= Ribosomal s6 kinase =

Family of protein kinases

Some of the signalling events involving rsk.

In molecular biology, ribosomal s6 kinase (rsk) is a family of protein kinases involved in signal transduction. There are two subfamilies of rsk, p90^{rsk}, also known as MAPK-activated protein kinase-1 (MAPKAP-K1), and p70^{rsk}, also known as S6-H1 Kinase or simply S6 Kinase. There are three variants of p90^{rsk} in humans, rsk 1-3. Rsks are serine/threonine kinases and are activated by the MAPK/ERK pathway. There are two known mammalian homologues of S6 Kinase: S6K1 and S6K2.

==Substrates==
Both p90 and p70 Rsk phosphorylate ribosomal protein s6, part of the translational machinery, but several other substrates have been identified, including other ribosomal proteins. Cytosolic substrates of p90^{rsk} include protein phosphatase 1; glycogen synthase kinase 3 (GSK3); L1 CAM, a neural cell adhesion molecule; Son of Sevenless, the Ras exchange factor; and Myt1, an inhibitor of cdc2.

RSK phosphorylation of SOS1 (Son of Sevenless) at Serines 1134 and 1161 creates 14-3-3 docking site. This interaction of phospho SOS1 and 14-3-3 negatively regulates Ras-MAPK pathway.

p90^{rsk} also regulates transcription factors including cAMP response element-binding protein (CREB); estrogen receptor-α (ERα); IκBα/NF-κB; and c-Fos.

==Genomics==
p90 Rsk-1 is located at 1p.

p90 Rsk-2 is located at Xp22.2 and contains 22 exons. Mutations in this gene have been associated with Coffin–Lowry syndrome, a disease characterised by severe psychomotor retardation and other developmental abnormalities.

p90 Rsk-3 is located at 6q27.

==Proteomics==
The main distinguishing feature between p90^{rsk} and p70^{rsk} is that the 90 kDa family contain two non-identical kinase domains, while the 70 kDa family contain only one kinase domain.

Domain structure of rsk. Numbers refer to amino acid residues of p90 rsk-1 from rat.

==Research history==
Rsk was first identified in Xenopus laevis eggs by Erikson and Maller in 1985.

Region pointing data:

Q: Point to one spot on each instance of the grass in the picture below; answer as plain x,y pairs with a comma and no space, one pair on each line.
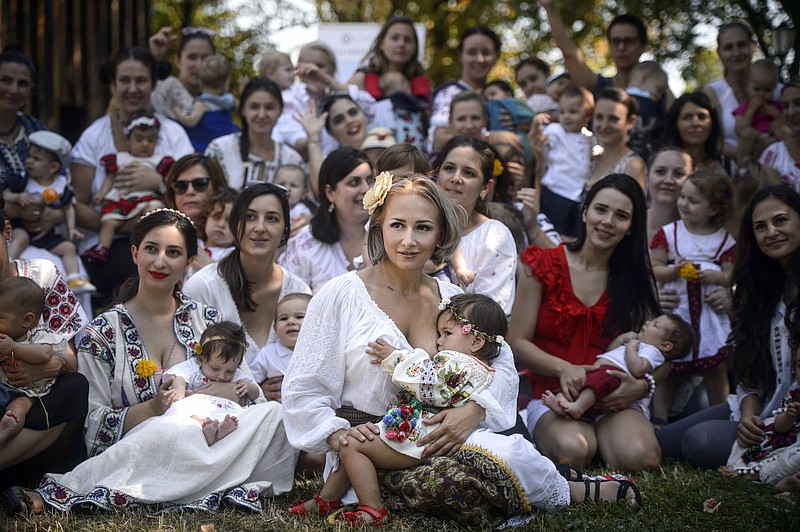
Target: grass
674,498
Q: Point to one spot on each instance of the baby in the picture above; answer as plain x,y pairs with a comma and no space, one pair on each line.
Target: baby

REQUIRED ACTION: Render into French the following sentence from the ribosomal s6 kinase article above: "Rsk was first identified in Xenopus laevis eggs by Erikson and Maller in 1985."

YOUR SOLUTION: La Rsk a été identifiée pour la première fois dans des œufs de Xenopus laevis par Erikson et Maller en 1985.